◆ **Your objective**
For the listing below, the answer is an exact retyping of the lines from the one with "Return the outline of every instance of the bokeh" through the one with "Return the outline of every instance of the red", both included, without pictures.
================================
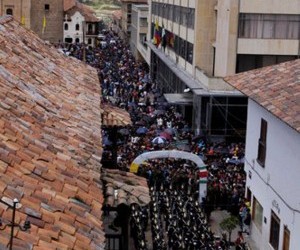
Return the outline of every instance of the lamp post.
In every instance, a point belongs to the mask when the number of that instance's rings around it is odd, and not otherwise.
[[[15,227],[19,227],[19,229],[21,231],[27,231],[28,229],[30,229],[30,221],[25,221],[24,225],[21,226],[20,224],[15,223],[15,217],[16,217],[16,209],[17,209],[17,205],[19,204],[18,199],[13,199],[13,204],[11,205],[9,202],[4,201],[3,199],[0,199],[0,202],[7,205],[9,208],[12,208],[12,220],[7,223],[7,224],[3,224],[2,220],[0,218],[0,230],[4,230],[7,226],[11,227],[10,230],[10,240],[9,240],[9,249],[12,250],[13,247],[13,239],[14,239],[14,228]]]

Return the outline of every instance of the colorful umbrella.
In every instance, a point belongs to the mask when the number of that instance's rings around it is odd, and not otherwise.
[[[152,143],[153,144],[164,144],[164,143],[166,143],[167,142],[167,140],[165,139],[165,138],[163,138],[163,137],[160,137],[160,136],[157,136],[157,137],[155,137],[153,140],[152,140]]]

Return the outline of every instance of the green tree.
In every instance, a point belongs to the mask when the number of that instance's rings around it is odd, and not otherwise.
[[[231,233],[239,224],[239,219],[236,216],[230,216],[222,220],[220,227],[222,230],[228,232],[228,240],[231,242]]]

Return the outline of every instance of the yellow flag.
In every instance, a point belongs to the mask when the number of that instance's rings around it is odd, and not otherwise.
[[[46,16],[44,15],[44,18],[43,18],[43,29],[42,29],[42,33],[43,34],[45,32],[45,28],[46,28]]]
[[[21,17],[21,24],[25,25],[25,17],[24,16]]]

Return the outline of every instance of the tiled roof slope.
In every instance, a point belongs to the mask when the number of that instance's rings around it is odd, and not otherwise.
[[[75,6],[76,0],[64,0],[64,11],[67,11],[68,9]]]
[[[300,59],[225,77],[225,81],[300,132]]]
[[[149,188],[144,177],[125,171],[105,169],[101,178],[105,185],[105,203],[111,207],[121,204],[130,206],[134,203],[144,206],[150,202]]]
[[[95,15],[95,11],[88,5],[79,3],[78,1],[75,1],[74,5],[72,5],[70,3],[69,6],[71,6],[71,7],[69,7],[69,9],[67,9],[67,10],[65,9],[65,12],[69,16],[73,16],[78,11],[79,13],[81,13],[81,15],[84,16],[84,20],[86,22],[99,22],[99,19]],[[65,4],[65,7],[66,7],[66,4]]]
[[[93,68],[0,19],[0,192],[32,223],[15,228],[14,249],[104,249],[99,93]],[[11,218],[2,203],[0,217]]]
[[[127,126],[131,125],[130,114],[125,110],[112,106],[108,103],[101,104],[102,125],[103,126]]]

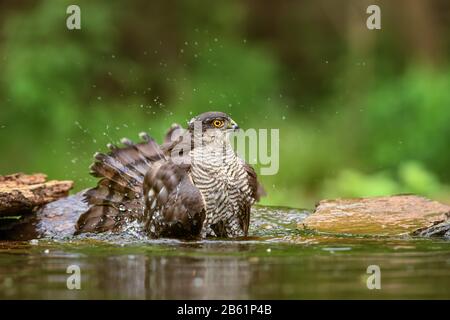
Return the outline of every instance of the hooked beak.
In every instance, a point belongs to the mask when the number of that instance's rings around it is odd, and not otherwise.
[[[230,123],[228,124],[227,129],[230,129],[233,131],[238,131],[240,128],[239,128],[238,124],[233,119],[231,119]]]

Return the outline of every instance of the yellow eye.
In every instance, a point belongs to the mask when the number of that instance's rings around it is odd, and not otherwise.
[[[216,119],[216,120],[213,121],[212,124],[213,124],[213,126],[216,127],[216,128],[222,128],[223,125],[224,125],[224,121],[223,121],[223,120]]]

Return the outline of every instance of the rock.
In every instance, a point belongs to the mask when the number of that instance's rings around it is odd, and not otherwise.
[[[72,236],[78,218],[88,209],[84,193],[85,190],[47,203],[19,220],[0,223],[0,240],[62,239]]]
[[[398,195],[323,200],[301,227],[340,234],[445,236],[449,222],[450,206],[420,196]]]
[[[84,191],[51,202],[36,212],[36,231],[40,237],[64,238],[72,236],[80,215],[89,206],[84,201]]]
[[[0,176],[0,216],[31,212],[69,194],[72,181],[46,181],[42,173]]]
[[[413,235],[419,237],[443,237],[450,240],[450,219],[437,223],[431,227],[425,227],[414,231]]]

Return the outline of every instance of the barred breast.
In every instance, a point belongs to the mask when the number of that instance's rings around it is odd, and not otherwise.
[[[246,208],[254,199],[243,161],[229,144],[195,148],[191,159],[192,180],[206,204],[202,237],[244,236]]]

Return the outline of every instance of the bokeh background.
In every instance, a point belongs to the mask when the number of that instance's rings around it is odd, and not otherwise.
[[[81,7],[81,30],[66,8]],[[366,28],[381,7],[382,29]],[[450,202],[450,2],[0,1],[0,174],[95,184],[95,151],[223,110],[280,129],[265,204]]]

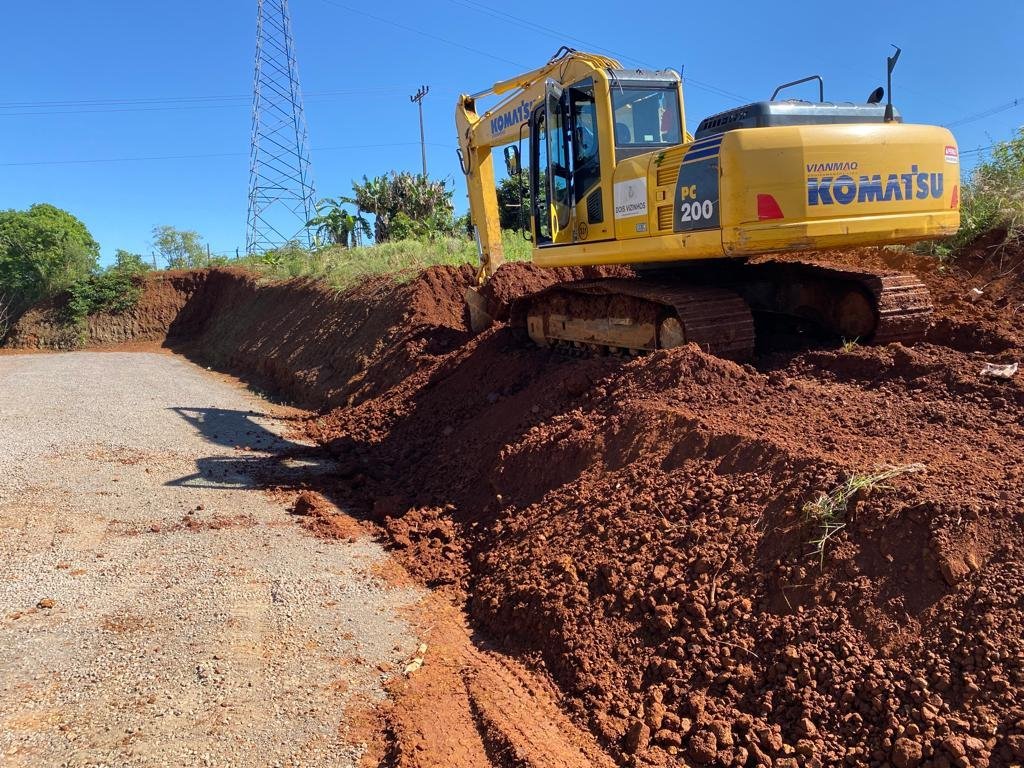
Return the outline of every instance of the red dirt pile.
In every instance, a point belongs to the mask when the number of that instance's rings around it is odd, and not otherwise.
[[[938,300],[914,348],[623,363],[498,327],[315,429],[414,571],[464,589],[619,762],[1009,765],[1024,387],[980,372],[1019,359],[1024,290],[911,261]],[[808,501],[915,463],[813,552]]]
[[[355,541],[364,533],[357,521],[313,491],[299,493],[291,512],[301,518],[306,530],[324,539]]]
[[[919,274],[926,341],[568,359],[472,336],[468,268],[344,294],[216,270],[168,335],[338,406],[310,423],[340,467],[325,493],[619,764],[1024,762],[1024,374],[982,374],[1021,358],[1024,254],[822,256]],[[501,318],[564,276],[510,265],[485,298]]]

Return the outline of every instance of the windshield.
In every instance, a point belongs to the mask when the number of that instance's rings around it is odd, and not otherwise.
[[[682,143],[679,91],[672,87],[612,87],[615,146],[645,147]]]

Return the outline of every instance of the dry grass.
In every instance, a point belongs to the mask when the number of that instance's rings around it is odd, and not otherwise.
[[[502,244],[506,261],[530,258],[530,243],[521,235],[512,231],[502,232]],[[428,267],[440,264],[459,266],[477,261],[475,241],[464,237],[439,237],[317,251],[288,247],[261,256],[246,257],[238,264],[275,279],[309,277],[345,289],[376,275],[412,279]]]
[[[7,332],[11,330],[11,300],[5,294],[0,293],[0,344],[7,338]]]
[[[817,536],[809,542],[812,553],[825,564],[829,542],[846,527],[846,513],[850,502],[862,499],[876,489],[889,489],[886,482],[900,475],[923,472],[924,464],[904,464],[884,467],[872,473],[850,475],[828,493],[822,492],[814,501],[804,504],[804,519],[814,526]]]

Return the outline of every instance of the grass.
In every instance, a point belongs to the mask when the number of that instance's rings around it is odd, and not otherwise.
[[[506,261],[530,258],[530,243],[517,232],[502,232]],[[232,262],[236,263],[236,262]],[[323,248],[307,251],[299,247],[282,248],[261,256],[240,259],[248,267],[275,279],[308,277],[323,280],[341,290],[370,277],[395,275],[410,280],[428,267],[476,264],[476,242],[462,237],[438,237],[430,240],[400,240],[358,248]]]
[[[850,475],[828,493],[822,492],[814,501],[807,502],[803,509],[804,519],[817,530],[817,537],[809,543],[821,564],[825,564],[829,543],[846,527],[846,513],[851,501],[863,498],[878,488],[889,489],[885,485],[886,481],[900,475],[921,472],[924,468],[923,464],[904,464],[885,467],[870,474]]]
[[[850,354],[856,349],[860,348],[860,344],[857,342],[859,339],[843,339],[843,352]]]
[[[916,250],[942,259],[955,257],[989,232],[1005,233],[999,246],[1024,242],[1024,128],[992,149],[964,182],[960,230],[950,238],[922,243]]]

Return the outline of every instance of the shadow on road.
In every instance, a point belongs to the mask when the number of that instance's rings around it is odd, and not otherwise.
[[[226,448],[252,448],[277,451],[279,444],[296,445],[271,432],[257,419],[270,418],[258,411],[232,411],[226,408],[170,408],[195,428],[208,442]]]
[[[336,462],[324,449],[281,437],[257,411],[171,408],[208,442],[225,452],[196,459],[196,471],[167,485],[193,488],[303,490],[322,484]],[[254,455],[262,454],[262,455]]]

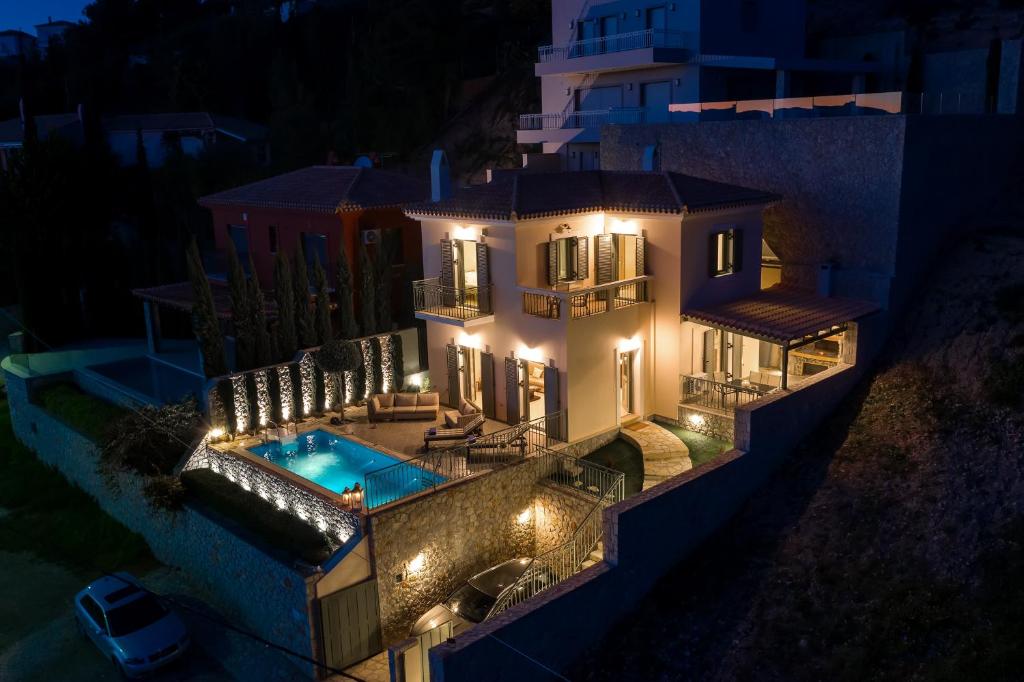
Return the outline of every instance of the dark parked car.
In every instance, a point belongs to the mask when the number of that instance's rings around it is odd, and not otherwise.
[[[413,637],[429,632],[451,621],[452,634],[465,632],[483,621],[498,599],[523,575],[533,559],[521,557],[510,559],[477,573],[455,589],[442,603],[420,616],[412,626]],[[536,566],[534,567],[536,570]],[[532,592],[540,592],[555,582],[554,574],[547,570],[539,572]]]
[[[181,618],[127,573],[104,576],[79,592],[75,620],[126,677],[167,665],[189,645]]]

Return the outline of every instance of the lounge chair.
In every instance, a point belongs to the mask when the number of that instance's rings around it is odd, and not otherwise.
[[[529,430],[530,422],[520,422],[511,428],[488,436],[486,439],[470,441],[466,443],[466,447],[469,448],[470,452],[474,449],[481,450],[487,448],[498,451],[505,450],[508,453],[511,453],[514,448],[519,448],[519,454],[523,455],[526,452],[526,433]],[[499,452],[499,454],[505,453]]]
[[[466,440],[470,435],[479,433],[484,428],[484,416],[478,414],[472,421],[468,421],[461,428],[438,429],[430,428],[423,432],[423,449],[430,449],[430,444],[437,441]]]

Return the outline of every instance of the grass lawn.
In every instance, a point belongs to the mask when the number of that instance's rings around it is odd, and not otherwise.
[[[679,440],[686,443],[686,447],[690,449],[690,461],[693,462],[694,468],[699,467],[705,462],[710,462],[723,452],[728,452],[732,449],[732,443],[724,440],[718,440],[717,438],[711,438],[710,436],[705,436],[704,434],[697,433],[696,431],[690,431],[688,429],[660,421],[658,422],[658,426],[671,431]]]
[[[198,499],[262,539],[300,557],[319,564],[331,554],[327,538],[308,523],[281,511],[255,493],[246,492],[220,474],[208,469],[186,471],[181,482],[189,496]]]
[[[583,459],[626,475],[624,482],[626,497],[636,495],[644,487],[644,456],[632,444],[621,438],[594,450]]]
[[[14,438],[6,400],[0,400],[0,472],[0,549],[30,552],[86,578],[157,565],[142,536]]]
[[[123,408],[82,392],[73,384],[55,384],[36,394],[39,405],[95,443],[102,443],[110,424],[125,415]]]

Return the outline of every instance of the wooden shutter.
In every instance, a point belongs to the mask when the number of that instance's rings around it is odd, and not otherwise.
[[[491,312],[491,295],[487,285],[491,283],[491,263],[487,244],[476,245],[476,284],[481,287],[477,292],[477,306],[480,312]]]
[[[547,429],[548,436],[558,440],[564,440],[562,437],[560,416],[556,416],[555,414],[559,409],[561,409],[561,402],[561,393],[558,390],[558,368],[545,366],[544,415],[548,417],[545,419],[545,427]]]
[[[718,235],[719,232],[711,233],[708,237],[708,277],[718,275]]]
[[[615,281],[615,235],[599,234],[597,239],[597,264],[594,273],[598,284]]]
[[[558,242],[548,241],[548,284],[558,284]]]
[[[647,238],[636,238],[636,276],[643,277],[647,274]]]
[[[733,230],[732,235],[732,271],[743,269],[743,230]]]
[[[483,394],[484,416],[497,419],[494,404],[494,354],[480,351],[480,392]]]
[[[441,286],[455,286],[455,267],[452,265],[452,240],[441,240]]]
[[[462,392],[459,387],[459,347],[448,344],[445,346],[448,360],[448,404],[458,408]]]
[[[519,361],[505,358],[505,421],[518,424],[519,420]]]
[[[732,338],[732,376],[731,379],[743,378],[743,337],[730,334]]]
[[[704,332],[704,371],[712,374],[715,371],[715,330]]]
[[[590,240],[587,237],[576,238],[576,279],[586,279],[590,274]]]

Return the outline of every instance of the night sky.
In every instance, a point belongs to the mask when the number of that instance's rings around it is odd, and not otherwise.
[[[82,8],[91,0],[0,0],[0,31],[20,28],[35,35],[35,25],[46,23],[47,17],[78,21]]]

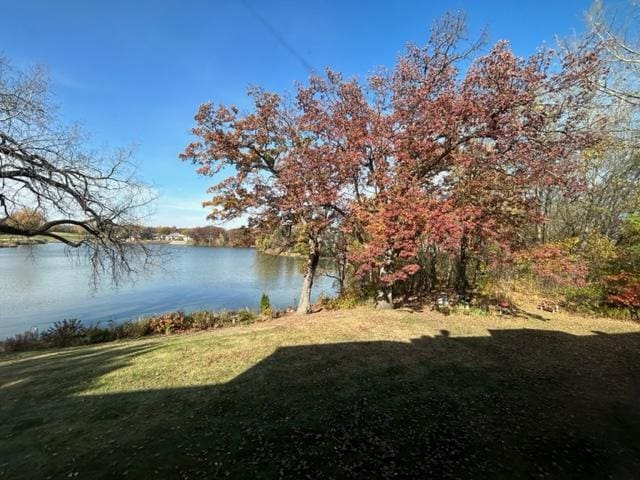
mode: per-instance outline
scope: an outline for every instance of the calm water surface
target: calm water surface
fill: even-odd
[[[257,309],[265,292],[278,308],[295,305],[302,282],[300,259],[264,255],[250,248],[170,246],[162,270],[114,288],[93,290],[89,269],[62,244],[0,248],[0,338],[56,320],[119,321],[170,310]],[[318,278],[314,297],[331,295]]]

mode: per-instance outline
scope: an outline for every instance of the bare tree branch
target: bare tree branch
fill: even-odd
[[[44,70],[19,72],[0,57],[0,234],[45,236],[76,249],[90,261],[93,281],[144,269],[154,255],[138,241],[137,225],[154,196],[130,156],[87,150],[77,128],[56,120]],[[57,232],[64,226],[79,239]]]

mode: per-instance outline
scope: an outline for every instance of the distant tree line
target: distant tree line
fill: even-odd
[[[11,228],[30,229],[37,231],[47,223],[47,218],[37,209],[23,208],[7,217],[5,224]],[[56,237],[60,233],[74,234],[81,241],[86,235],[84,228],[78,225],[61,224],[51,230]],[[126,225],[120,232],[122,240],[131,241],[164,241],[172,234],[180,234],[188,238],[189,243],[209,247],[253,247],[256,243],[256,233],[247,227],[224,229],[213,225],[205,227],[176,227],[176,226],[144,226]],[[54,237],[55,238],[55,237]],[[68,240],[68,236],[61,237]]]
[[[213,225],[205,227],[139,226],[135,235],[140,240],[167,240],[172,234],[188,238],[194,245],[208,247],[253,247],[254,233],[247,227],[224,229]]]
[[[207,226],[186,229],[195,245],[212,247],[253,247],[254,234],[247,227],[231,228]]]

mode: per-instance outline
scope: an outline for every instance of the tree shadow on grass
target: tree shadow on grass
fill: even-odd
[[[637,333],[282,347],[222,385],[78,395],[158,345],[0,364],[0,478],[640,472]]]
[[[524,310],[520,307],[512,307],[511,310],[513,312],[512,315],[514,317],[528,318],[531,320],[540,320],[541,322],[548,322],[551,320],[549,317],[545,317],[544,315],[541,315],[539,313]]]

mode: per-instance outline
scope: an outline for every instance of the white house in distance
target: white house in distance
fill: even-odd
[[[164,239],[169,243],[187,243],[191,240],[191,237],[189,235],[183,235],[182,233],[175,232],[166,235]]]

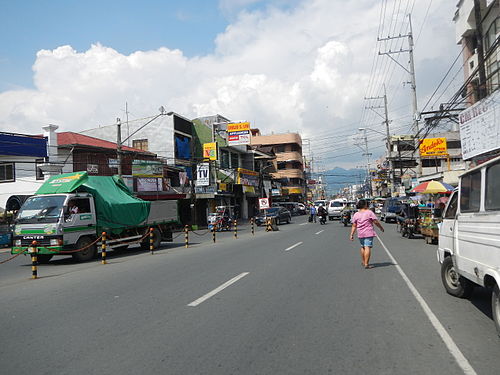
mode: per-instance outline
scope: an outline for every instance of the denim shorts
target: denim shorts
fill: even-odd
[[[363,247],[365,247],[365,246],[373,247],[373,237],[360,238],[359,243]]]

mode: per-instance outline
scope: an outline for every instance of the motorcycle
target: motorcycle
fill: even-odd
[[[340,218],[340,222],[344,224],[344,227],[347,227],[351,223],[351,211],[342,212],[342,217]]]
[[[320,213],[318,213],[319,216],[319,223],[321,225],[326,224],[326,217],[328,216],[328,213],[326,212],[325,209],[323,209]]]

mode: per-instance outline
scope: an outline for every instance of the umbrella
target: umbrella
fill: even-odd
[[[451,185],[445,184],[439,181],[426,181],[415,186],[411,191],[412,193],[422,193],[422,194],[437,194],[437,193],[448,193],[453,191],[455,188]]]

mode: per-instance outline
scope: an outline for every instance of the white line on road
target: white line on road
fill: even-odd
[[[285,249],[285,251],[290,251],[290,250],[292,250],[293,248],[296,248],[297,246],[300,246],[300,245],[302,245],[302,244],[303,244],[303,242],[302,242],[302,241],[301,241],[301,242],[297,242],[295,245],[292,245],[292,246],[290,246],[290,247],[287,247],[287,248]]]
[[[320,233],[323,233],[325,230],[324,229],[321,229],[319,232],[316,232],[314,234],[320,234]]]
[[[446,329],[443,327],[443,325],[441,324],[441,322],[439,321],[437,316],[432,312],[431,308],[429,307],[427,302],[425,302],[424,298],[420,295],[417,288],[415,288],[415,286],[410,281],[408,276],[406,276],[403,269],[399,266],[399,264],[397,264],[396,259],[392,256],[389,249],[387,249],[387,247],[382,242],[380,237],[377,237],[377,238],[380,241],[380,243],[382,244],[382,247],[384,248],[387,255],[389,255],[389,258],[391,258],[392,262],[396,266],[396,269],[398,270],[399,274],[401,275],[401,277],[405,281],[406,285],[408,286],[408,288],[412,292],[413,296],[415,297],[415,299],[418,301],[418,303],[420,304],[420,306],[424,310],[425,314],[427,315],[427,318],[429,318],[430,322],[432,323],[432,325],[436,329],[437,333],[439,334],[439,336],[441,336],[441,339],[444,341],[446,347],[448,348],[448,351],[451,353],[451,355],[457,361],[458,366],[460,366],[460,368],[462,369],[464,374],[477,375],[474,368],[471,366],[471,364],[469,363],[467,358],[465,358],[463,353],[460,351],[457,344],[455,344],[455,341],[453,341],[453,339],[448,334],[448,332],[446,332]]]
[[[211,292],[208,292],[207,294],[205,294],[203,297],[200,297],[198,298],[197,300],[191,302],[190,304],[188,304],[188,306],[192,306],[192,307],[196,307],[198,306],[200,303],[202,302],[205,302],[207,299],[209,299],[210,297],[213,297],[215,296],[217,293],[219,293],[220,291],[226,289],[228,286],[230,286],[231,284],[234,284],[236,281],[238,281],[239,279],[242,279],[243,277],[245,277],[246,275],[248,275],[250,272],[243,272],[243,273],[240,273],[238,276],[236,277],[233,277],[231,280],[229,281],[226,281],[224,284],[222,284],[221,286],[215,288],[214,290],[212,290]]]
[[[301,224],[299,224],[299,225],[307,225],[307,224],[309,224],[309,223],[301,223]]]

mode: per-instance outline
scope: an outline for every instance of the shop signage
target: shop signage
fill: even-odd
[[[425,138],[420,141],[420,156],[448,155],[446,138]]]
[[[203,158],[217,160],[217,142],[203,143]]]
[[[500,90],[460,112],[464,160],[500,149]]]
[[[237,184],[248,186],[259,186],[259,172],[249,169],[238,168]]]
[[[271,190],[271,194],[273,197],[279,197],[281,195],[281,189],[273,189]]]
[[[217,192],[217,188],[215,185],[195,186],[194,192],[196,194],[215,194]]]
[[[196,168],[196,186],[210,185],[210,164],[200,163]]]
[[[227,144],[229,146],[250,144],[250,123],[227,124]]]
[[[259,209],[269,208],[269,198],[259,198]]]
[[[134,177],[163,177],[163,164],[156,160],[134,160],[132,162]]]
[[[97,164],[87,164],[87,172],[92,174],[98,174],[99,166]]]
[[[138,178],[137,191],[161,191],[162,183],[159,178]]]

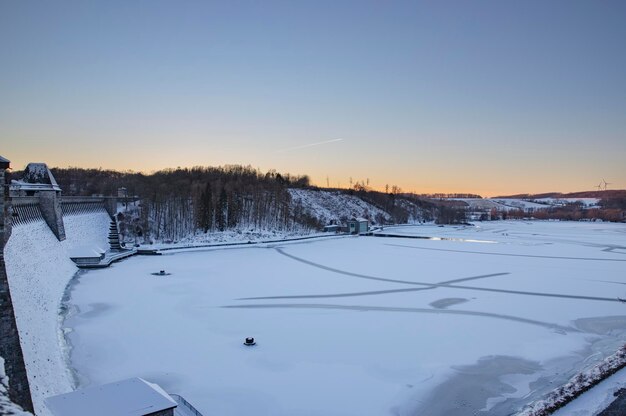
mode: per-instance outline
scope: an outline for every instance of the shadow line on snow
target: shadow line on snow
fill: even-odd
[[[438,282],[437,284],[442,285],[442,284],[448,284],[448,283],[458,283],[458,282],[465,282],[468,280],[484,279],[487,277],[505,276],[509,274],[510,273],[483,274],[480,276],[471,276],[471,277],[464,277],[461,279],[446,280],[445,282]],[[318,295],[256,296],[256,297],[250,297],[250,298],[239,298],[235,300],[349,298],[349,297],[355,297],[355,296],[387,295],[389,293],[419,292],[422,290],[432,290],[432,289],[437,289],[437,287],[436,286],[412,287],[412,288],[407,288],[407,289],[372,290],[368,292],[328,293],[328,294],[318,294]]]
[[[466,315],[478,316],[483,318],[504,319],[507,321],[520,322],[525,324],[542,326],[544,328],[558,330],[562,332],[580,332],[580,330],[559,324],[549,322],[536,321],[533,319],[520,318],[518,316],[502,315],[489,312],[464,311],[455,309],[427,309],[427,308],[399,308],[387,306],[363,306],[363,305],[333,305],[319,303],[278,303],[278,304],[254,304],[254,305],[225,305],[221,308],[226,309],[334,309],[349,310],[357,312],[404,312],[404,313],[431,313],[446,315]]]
================================
◆ **Your solution**
Return the outline of every instance of the bokeh background.
In every instance, a point belongs to the mask when the number of that instance's rings around it is odd, and not otherwise.
[[[81,7],[81,30],[66,8]],[[366,28],[381,7],[382,29]],[[450,202],[450,2],[0,1],[0,174],[95,184],[95,151],[223,110],[280,129],[265,204]]]

Return the outline of every instance of the red dirt pile.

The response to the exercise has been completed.